### TESTO DELL'ESERCIZIO:

* * * * *

Prevalgono le operazioni base
Secondo Carlo Panella, head of direct banking di illimity, “c’è stata ampia adoption di questi servizi da parte di coloro che non li utilizzavano e un’intensificazione da parte degli heavy user. Naturalmente le operazioni di base, come bonifici e pagamenti con carta, hanno registrato un incremento maggiore, seguite da quelle che prima eravamo abituati a effettuare offline, come le ricariche telefoniche, il pagamento di bollettini, bolli auto e l’abilitazione dei pagamenti automatici”. Il manager aggiunge, però, che “non sono opzionali alcune delle necessità emerse già da diversi anni come la semplicità, la velocità e la trasparenza. Ma, allo stesso tempo, se ne sono aggiunte di nuove basate sul concetto dell’inclusività”.

* * * * *

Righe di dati
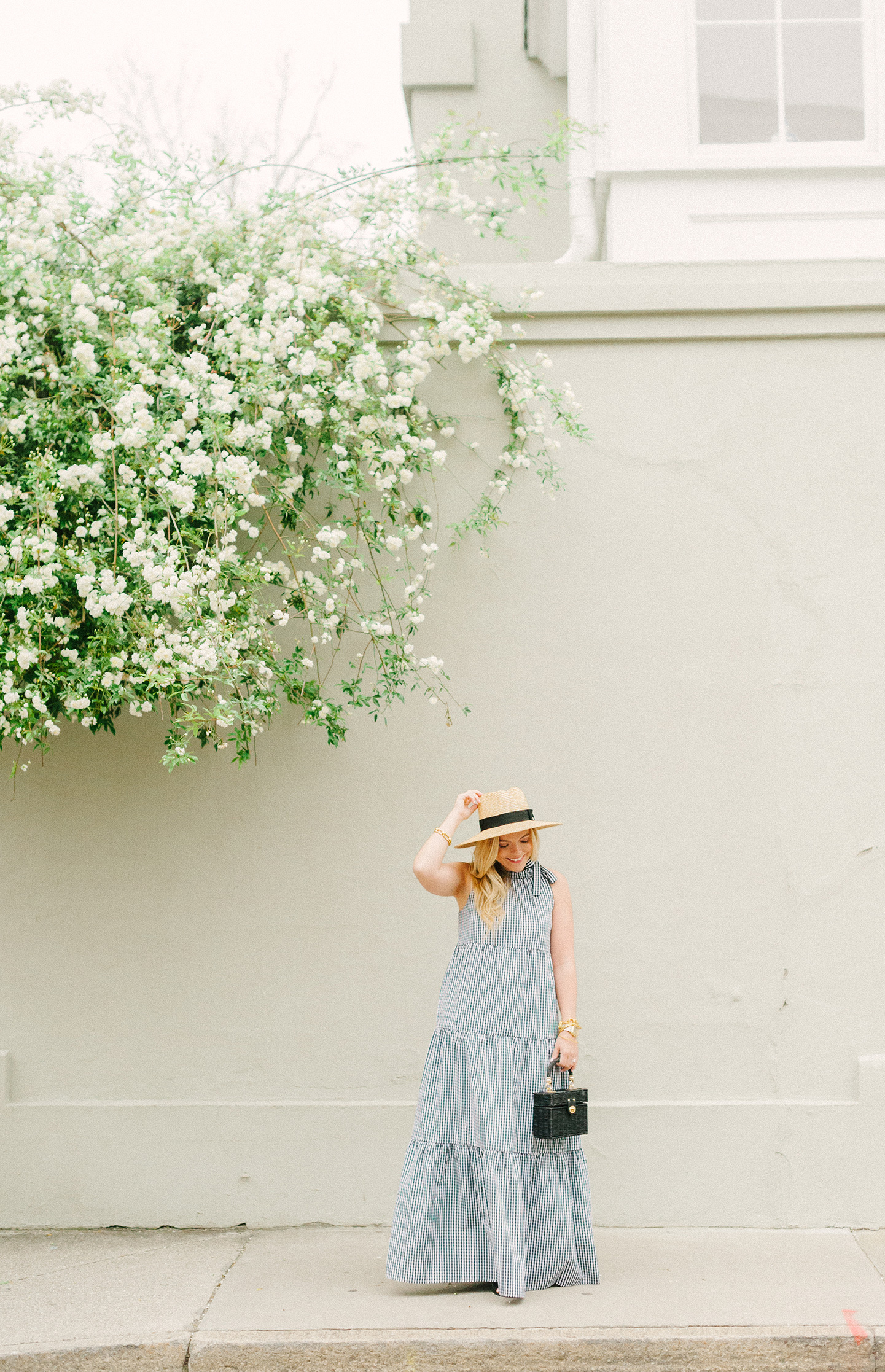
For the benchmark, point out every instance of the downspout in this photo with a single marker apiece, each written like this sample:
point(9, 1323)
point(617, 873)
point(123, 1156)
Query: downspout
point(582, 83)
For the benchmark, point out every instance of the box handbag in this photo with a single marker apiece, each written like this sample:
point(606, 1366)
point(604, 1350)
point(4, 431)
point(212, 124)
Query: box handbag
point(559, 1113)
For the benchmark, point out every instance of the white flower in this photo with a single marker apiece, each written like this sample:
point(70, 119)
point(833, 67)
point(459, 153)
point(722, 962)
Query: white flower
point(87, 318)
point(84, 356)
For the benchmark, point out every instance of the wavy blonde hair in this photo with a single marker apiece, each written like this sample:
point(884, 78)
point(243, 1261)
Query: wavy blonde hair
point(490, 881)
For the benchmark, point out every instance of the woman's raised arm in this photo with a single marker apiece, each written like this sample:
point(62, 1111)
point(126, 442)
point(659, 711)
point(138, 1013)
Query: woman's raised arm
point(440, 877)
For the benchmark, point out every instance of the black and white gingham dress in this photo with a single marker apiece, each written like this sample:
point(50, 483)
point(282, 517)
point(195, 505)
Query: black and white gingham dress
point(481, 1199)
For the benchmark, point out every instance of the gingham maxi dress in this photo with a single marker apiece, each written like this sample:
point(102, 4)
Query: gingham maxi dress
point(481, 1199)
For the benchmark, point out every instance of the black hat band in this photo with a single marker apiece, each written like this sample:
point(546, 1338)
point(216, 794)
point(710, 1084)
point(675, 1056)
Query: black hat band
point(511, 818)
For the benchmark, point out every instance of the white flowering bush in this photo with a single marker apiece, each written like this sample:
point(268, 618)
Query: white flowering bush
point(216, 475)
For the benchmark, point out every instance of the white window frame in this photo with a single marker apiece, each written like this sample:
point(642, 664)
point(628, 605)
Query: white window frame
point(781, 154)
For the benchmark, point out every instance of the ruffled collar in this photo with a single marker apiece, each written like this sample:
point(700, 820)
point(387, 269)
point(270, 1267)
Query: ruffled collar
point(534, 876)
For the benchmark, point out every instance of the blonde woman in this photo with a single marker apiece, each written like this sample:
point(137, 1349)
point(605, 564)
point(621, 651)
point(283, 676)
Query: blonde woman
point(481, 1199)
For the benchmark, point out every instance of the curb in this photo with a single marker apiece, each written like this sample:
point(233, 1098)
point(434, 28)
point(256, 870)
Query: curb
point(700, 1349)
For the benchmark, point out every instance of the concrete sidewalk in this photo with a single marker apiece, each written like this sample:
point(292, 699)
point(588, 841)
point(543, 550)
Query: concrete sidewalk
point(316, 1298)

* * * * *

### COMPITO DA SVOLGERE:
Riscrivi come elenco puntato il paragrafo del testo sulle operazioni bancarie online che inizia con «Secondo Carlo Panella». Mantieni i fatti principali.

### RISPOSTA AL COMPITO:
- Secondo Carlo Panella, head of direct banking di illimity, questi servizi sono stati ampiamente adottati da chi prima non li utilizzava. Gli heavy user, inoltre, li hanno usati più intensamente.
- L'incremento maggiore ha riguardato le operazioni di base, come bonifici e pagamenti con carta.
- Seguono le operazioni che prima si effettuavano offline: ricariche telefoniche, pagamento di bollettini e bolli auto, abilitazione dei pagamenti automatici.
- Restano irrinunciabili necessità emerse già da diversi anni: semplicità, velocità e trasparenza.
- A queste se ne sono aggiunte di nuove, basate sul concetto di inclusività.